RECORDS FOR THE EXERCISE:

——————————

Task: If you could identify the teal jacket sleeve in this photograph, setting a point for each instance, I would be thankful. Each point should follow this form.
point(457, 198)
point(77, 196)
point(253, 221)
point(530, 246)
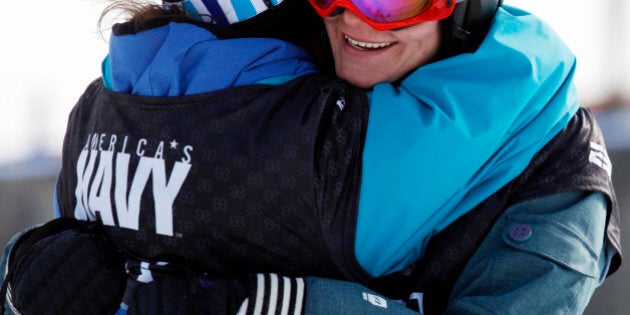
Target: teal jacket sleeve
point(544, 256)
point(454, 132)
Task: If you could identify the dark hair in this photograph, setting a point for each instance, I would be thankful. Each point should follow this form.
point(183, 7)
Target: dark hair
point(293, 21)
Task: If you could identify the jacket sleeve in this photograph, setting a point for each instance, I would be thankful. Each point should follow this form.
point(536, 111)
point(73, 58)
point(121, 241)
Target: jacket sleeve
point(543, 256)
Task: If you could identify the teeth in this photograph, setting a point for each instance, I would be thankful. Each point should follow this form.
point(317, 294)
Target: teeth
point(363, 45)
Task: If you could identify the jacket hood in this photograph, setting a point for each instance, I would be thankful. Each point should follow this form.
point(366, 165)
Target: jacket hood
point(184, 59)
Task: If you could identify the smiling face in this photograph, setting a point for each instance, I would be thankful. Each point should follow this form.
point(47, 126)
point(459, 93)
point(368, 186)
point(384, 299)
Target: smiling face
point(365, 56)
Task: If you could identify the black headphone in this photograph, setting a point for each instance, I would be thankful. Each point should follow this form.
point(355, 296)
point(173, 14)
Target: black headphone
point(466, 27)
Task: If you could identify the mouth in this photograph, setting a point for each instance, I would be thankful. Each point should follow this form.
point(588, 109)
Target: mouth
point(365, 45)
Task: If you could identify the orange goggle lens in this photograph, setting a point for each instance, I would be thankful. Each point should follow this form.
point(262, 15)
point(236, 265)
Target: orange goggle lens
point(389, 14)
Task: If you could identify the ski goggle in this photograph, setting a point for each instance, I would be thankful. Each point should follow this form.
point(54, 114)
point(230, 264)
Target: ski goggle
point(388, 14)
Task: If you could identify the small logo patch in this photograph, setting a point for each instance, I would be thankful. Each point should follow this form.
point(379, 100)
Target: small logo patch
point(375, 300)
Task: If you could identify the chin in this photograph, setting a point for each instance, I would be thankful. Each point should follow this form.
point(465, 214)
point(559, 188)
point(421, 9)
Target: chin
point(365, 82)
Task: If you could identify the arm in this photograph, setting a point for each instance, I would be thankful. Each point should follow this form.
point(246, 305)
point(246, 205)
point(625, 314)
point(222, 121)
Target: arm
point(555, 270)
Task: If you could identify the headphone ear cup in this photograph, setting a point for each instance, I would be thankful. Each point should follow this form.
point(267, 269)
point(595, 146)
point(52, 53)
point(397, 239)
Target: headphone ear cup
point(464, 30)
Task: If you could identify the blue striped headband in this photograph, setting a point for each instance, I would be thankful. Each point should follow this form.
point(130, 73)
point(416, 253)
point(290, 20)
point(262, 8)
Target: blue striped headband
point(223, 12)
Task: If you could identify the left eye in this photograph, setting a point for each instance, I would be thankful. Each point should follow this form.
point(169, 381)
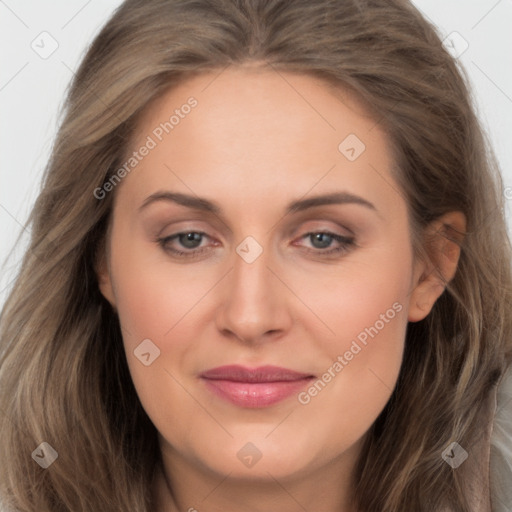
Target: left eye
point(191, 241)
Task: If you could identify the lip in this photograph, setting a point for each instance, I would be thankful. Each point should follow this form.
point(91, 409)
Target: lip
point(254, 387)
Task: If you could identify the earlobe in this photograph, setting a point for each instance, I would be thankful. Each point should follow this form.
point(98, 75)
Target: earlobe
point(103, 276)
point(443, 241)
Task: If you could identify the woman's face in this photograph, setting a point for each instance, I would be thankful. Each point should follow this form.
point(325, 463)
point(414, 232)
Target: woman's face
point(255, 283)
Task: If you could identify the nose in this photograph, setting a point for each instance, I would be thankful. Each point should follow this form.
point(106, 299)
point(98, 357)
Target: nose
point(254, 305)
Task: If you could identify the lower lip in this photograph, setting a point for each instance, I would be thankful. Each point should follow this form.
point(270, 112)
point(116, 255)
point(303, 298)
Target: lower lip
point(250, 394)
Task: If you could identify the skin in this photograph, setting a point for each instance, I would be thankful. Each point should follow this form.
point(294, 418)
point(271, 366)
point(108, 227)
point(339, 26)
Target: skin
point(256, 141)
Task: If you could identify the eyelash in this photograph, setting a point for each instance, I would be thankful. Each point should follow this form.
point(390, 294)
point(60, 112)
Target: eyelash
point(346, 244)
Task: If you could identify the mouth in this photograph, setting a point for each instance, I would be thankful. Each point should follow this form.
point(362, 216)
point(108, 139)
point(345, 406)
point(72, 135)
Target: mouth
point(254, 388)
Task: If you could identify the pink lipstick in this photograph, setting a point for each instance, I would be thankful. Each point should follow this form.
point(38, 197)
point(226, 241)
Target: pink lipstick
point(256, 387)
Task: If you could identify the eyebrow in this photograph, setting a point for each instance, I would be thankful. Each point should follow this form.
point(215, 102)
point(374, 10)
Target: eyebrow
point(205, 205)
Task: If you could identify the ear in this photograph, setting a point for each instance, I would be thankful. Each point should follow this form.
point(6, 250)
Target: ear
point(102, 269)
point(443, 238)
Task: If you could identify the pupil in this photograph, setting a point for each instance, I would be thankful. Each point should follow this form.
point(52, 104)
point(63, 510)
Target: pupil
point(190, 239)
point(320, 238)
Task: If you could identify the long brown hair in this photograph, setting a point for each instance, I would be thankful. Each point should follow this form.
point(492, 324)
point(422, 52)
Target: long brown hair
point(63, 372)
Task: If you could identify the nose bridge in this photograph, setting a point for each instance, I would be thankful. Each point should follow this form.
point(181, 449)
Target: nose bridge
point(253, 304)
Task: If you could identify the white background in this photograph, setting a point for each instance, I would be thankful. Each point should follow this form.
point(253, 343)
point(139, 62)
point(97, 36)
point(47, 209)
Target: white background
point(32, 89)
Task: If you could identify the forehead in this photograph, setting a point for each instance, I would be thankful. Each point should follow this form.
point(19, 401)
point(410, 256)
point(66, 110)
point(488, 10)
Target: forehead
point(259, 133)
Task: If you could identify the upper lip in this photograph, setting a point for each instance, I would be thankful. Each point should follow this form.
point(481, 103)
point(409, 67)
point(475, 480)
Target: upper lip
point(267, 373)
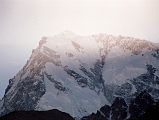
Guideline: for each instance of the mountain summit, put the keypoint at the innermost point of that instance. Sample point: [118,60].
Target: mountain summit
[80,74]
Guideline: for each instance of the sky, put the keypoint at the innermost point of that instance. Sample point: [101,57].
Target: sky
[24,22]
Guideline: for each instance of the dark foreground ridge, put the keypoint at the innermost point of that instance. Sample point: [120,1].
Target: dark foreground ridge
[37,115]
[143,107]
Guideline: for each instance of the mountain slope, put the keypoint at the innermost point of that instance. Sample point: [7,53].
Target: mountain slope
[79,74]
[37,115]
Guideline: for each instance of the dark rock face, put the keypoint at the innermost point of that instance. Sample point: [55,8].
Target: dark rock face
[37,115]
[139,105]
[151,113]
[143,107]
[119,109]
[102,114]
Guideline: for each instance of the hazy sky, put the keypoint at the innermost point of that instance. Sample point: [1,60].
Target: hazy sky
[24,22]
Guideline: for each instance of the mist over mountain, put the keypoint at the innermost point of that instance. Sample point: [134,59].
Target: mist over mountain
[80,74]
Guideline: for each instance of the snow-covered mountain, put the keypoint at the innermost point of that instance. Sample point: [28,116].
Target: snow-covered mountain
[80,74]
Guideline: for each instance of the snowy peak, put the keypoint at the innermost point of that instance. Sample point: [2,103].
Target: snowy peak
[79,74]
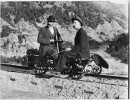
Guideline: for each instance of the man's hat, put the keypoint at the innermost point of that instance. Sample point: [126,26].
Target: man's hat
[51,18]
[78,19]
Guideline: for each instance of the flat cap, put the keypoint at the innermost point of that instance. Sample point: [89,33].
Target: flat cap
[78,19]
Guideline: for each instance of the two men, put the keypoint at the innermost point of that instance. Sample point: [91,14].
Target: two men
[81,46]
[48,35]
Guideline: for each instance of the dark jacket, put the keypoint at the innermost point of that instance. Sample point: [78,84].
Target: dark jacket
[82,44]
[44,37]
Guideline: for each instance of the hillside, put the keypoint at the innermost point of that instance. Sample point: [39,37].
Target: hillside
[20,22]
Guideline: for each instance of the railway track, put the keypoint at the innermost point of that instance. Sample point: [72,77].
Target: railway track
[106,76]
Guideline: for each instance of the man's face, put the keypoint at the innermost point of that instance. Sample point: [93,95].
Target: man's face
[50,23]
[76,24]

——————————

TASK:
Please copy the data again from its start through the line holding "point(365, 45)", both ends included, and give only those lines. Multiply every coordinate in the answers by 0.45 and round to whole numbers, with halves rounded up. Keep all other numbers as they are, and leave the pictures out.

ANSWER FOR THE TASK:
Task: If you could identify the teal jacket sleeve in this photograph, setting a point for each instance, I would be thankful. Each point should follow this form.
point(457, 198)
point(77, 196)
point(253, 221)
point(530, 246)
Target: teal jacket sleeve
point(245, 115)
point(204, 59)
Task: If you could identify the dark hair in this photograph, setting a point for each instance, I would be thankful. Each point should follow this form.
point(183, 7)
Target: dark hair
point(132, 9)
Task: If you could identify the jacket sleeve in this photograph, setting a point for each instance, I would be thankful. Each point should follow this form.
point(536, 111)
point(73, 58)
point(121, 241)
Target: jacket sleeve
point(244, 115)
Task: If you could identify the teeth in this photograph, setting a point for each instance, I would be thankful. Each point should follow this form.
point(317, 294)
Target: teeth
point(163, 20)
Task: If you could identify the jacket hood in this photograph, setting a point for each instance, I would be thankful. Each point should follow this form.
point(366, 165)
Target: jacket hood
point(83, 27)
Task: If you could identify the smiling face in this photograph, setting a point for each instance, I would be thankful. Each point should follow this form.
point(47, 126)
point(459, 93)
point(368, 186)
point(384, 299)
Target: smiling face
point(164, 25)
Task: If you could identify the black headphone in this photograph, setting a point for each instance, I would be thankful. Each point should follow this form.
point(355, 296)
point(173, 14)
Target: black headphone
point(210, 12)
Task: If you could identify the mouth in this photograph, setting a point for each instance, I would be thankful. Each point should follow this form.
point(588, 109)
Target: mouth
point(164, 20)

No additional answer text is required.